EXERCISE - Write the data below out exactly as it stands. Do not include the pictures.

Rows from a pointing dataset
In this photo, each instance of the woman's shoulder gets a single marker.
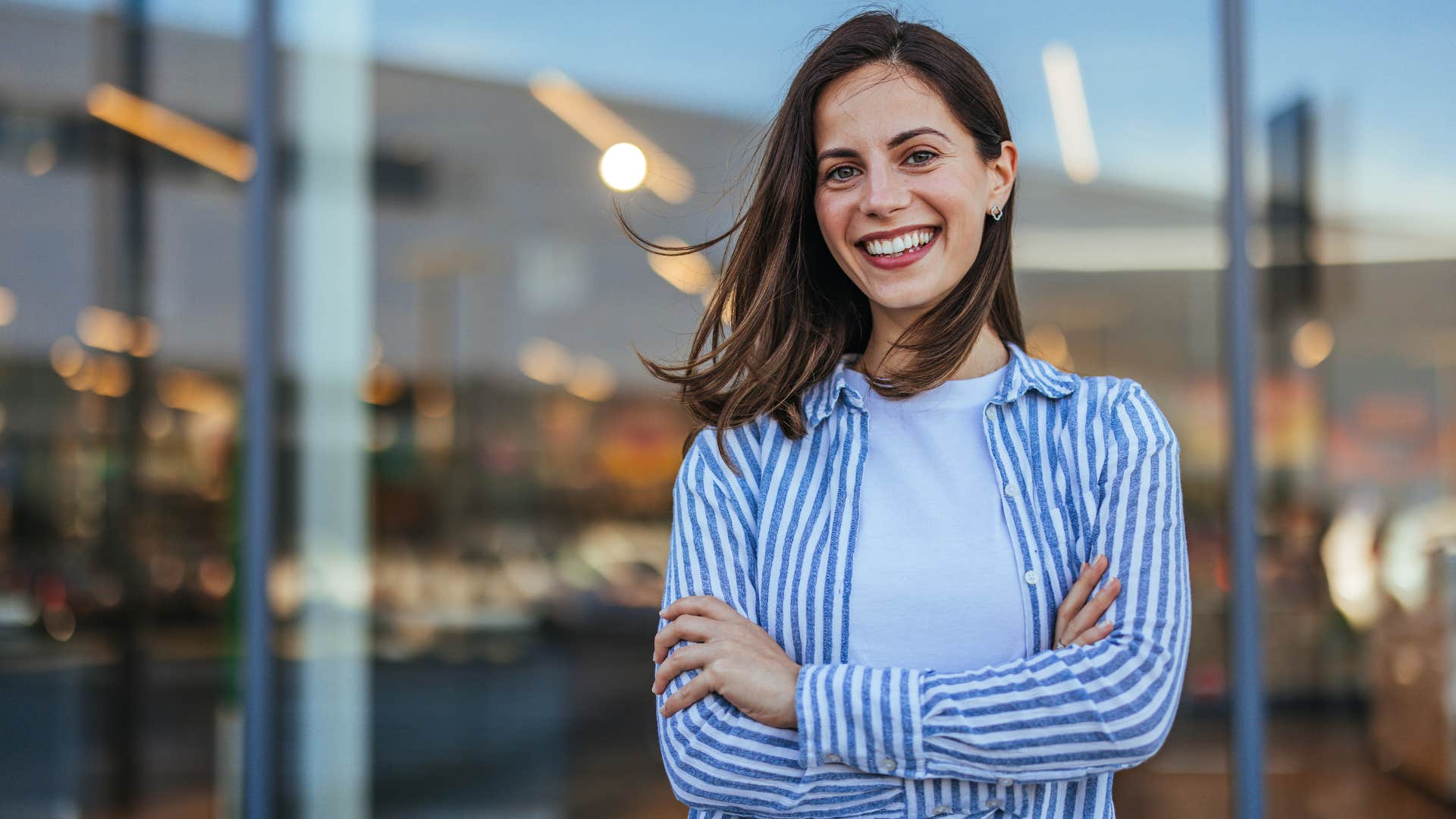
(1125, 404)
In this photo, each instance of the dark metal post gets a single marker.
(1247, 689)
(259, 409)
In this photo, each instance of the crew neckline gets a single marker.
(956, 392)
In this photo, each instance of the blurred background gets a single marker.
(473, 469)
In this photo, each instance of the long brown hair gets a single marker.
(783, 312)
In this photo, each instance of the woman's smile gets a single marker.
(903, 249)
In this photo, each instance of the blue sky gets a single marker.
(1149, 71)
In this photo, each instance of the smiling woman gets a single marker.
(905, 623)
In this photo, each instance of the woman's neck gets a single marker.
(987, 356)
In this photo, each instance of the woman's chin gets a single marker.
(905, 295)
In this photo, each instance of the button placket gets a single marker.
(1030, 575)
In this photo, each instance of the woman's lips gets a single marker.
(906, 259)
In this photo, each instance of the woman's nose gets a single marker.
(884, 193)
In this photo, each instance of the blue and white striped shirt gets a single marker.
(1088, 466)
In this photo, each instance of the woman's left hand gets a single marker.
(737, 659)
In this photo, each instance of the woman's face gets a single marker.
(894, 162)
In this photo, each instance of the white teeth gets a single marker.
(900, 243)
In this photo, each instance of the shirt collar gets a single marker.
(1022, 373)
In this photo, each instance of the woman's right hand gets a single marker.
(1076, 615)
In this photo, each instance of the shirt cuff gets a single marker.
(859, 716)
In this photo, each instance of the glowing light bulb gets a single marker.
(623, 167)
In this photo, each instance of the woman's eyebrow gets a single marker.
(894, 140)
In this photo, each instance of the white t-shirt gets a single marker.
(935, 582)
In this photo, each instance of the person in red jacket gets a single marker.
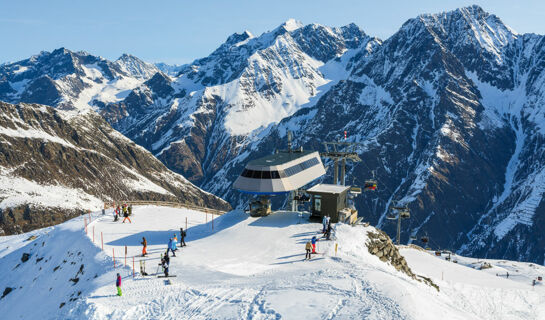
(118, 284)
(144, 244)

ANSWER TO THIS PROBLEM -
In this photo, each instance of the woman's shoulder gets a single marker.
(1125, 404)
In this photo, each instance of the dark metal post gets a single marker.
(1247, 689)
(259, 409)
In this photo, each instance of the crew neckline gets a single marker.
(956, 392)
In this photo, each instance of the blurred background gets a single marker.
(473, 469)
In this photo, each instance of the long brown hair gets a single marker.
(783, 312)
In this photo, each instance of the woman's smile gets a single marker.
(903, 249)
In this photo, each instance of the blue sky gets a single marker.
(1149, 71)
In this photo, each instance of the smiling woman gets a single marker.
(905, 623)
In this photo, each instance of the woman's neck gets a single marker.
(987, 356)
In this photo, each instance of the woman's chin gets a single marker.
(905, 295)
In this photo, each instance of the button placket gets a single marker.
(1030, 575)
In this photo, each instance of the woman's lips gets a single marker.
(906, 259)
In this photo, each instance of the woman's nose gets a single marker.
(884, 193)
In this photo, each instance of the blue and white striped shirt gets a single marker.
(1088, 466)
In this photo, each instance of the woman's left hand gets a single marker.
(737, 659)
In this photo, each instance of the woman's face gets a single marker.
(894, 162)
In this photo, each instance of the white teeth gets a single marker.
(900, 243)
In this photo, each instance of the shirt collar gets a single marker.
(1022, 373)
In this photo, each instance of the woman's right hand gets a single marker.
(1076, 615)
In this photo, each instance of the shirt cuff gets a single marker.
(859, 716)
In this photo, each instance of the glowing light bulb gets a single marker.
(623, 167)
In this photo, each instance of the woman's eyebrow gets a single marker.
(894, 140)
In this photo, each instance of the white t-shirt gets a single marker.
(935, 582)
In this photo, each instance of the person in red jacket gets a single marker.
(118, 284)
(144, 244)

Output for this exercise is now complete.